→ Required action: All of the entries are to be printed exactly as they appear.

[Collection entries]
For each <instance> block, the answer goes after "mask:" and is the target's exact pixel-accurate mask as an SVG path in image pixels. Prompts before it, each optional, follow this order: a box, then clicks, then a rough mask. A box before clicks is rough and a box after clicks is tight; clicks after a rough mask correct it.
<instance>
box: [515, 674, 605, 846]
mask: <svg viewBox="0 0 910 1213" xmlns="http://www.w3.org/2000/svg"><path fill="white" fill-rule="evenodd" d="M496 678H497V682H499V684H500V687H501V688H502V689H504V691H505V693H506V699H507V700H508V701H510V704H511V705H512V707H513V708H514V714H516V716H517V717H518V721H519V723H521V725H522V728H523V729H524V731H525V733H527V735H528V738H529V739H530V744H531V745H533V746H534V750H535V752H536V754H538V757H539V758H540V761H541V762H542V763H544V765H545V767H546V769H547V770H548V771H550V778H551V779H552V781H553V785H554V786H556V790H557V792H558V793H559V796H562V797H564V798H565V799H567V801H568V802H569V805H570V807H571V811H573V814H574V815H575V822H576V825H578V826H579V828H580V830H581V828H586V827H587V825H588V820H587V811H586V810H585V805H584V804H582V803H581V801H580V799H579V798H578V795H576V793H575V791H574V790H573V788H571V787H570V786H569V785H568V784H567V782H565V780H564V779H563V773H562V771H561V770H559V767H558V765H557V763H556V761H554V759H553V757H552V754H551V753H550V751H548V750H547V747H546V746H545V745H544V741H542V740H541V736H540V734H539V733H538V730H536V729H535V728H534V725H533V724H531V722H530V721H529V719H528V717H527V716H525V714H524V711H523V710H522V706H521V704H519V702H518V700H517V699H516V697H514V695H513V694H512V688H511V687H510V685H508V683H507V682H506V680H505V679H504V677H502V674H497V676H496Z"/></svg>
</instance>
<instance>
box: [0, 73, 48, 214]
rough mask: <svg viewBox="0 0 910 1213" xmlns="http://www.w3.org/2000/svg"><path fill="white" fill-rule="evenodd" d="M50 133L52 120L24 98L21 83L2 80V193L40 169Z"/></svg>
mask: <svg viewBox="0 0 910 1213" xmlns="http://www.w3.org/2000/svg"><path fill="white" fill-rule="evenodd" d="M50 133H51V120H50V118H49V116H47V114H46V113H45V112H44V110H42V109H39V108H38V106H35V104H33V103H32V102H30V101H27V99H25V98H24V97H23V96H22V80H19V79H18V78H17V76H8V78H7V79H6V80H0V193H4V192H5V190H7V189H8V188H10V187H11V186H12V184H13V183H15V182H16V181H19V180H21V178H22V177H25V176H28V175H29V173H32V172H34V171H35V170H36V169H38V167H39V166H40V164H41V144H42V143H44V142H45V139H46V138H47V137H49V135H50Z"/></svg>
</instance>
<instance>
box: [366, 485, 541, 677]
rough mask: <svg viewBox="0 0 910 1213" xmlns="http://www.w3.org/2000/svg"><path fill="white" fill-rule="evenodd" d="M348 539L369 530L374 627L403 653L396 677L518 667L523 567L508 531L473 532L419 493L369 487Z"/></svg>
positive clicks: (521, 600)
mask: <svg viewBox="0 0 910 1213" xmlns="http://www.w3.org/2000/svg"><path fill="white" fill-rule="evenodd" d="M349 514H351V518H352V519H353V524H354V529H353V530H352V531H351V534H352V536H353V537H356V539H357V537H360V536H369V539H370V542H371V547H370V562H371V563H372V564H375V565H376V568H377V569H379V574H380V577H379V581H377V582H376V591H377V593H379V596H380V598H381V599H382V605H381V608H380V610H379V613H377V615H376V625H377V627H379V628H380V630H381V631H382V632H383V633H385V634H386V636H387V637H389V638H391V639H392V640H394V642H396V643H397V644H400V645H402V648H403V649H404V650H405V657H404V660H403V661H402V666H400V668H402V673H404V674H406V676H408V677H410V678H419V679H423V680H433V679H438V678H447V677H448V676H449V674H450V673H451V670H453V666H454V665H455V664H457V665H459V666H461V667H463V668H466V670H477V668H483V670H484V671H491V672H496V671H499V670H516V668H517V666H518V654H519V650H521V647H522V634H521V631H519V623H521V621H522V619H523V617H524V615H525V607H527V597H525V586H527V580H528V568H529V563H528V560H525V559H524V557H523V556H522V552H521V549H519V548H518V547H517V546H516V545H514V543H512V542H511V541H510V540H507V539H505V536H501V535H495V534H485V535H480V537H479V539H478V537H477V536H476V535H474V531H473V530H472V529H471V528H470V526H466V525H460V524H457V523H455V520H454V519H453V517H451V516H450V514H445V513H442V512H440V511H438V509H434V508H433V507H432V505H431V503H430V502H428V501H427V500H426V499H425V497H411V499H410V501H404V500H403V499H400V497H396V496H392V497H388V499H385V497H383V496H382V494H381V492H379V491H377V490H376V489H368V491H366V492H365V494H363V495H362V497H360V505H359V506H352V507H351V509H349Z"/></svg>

→ Response area:
For each <instance> block, the answer goes after "mask:" and is the target's exact pixel-accurate mask as an SVG path in image pixels. Prompts before it, each optional, follow this order: a box, then clicks, then a rough mask. A box before clicks is rough and a box after clicks is tight; clicks after a rough mask correct it.
<instance>
box: [515, 674, 605, 846]
mask: <svg viewBox="0 0 910 1213" xmlns="http://www.w3.org/2000/svg"><path fill="white" fill-rule="evenodd" d="M496 678H497V682H499V684H500V687H501V688H502V689H504V691H505V693H506V699H507V700H508V701H510V704H511V705H512V707H513V708H514V714H516V716H517V717H518V721H519V723H521V725H522V728H523V729H524V731H525V733H527V735H528V738H529V739H530V744H531V745H533V746H534V750H535V752H536V754H538V757H539V758H540V761H541V762H542V763H544V765H545V767H546V769H547V770H548V771H550V778H551V779H552V781H553V785H554V786H556V790H557V792H558V793H559V796H562V797H564V798H565V799H567V801H568V802H569V805H570V807H571V811H573V814H574V815H575V822H576V825H578V826H579V828H580V830H581V828H586V827H587V825H588V820H587V811H586V810H585V805H584V804H582V803H581V801H580V799H579V798H578V795H576V793H575V791H574V790H573V788H571V787H570V786H569V785H568V784H567V782H565V780H564V779H563V773H562V771H561V770H559V767H558V765H557V763H556V761H554V759H553V757H552V754H551V753H550V751H548V750H547V747H546V746H545V745H544V741H542V740H541V736H540V734H539V733H538V730H536V729H535V728H534V725H533V724H531V722H530V721H529V719H528V717H527V716H525V714H524V711H523V710H522V706H521V704H519V702H518V700H517V699H516V697H514V695H513V694H512V688H511V687H510V685H508V683H507V682H506V680H505V679H504V677H502V674H497V676H496Z"/></svg>
</instance>
<instance>
box: [0, 73, 48, 214]
rough mask: <svg viewBox="0 0 910 1213" xmlns="http://www.w3.org/2000/svg"><path fill="white" fill-rule="evenodd" d="M50 133L52 120L24 98L21 83L2 80V193L40 169Z"/></svg>
mask: <svg viewBox="0 0 910 1213" xmlns="http://www.w3.org/2000/svg"><path fill="white" fill-rule="evenodd" d="M50 133H51V120H50V118H49V116H47V114H46V113H45V112H44V110H42V109H39V108H38V106H35V104H33V103H32V102H30V101H27V99H25V98H24V97H23V96H22V80H19V79H18V78H17V76H8V78H7V79H6V80H0V193H4V192H5V190H7V189H8V188H10V187H11V186H12V184H13V183H15V182H16V181H19V180H21V178H22V177H25V176H28V175H29V173H32V172H34V171H35V170H36V169H38V167H39V166H40V164H41V144H42V143H44V142H45V139H46V138H47V137H49V135H50Z"/></svg>
</instance>
<instance>
box: [366, 485, 541, 677]
rough mask: <svg viewBox="0 0 910 1213" xmlns="http://www.w3.org/2000/svg"><path fill="white" fill-rule="evenodd" d="M348 539L369 530L374 627L403 653L396 677L518 667L523 567L508 531L473 532L419 493L369 487Z"/></svg>
positive clicks: (521, 600)
mask: <svg viewBox="0 0 910 1213" xmlns="http://www.w3.org/2000/svg"><path fill="white" fill-rule="evenodd" d="M349 514H351V518H352V519H353V524H354V529H353V530H352V531H351V534H352V536H353V537H356V539H357V537H360V536H369V539H370V542H371V547H370V562H371V563H372V564H375V565H376V568H377V569H379V574H380V577H379V581H377V582H376V591H377V593H379V596H380V598H381V599H382V605H381V608H380V610H379V613H377V615H376V625H377V627H379V628H380V630H381V631H382V632H383V633H385V634H386V636H387V637H389V638H391V639H392V640H394V642H396V643H397V644H400V645H402V648H403V649H404V650H405V657H404V660H403V661H402V666H400V668H402V673H404V674H406V676H408V677H410V678H419V679H423V680H433V679H438V678H447V677H448V676H449V674H450V673H451V670H453V666H454V665H455V664H457V665H459V666H461V667H463V668H466V670H477V668H483V670H484V671H491V672H496V671H499V670H516V668H517V666H518V654H519V650H521V647H522V634H521V631H519V623H521V621H522V619H523V617H524V615H525V607H527V597H525V586H527V580H528V568H529V563H528V560H525V559H524V557H523V556H522V552H521V549H519V548H518V547H517V546H516V545H514V543H512V542H511V541H510V540H507V539H505V536H501V535H495V534H485V535H480V537H479V539H478V537H477V536H476V535H474V531H473V530H472V529H471V528H470V526H466V525H460V524H457V523H455V520H454V519H453V517H451V516H450V514H445V513H442V512H440V511H438V509H434V508H433V507H432V505H431V503H430V502H428V501H427V500H426V499H425V497H411V499H410V501H404V500H403V499H400V497H396V496H392V497H388V499H385V497H383V496H382V494H381V492H379V491H377V490H376V489H368V491H366V492H365V494H363V495H362V497H360V505H359V506H352V507H351V509H349Z"/></svg>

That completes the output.